Exercise materials:
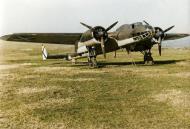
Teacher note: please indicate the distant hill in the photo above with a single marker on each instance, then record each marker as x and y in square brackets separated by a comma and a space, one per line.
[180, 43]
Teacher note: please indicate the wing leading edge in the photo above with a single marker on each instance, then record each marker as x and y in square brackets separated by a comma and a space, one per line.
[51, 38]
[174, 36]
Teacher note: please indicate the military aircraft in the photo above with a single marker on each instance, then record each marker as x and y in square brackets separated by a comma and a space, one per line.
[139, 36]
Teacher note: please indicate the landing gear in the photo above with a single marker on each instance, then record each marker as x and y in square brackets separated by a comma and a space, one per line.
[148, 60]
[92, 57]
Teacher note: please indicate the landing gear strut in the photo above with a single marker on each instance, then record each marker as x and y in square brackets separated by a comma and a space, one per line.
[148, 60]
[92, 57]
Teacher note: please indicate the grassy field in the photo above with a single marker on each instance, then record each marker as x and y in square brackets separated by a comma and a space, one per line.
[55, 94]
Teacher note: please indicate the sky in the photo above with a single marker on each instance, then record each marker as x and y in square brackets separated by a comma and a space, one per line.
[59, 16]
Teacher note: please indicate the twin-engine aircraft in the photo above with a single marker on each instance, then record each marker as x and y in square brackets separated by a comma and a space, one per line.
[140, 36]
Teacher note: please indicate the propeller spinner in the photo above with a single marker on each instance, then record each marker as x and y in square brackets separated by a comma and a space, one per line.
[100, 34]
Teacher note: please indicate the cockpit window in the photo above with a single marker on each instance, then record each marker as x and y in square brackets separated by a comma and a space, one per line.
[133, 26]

* * *

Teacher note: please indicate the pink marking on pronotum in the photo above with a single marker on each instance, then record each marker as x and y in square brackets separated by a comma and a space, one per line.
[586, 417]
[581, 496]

---

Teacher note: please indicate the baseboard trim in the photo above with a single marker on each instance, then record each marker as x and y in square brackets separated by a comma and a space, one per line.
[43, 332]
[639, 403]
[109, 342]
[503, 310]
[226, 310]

Stated exercise: Find each line in the rows above that contains the word "landing", and copy each of those lines in full.

Exercise response:
Teacher note: please indicate the landing gear in the photo above with a single marker on each instance, then record each marker as x and y in square brackets separated by a comma and a space, one per line.
Teacher note: please indicate the landing gear strut in the photo above with a single marker on each instance, then record each marker as x and y in square brackets separated by a comma and a space, one per line.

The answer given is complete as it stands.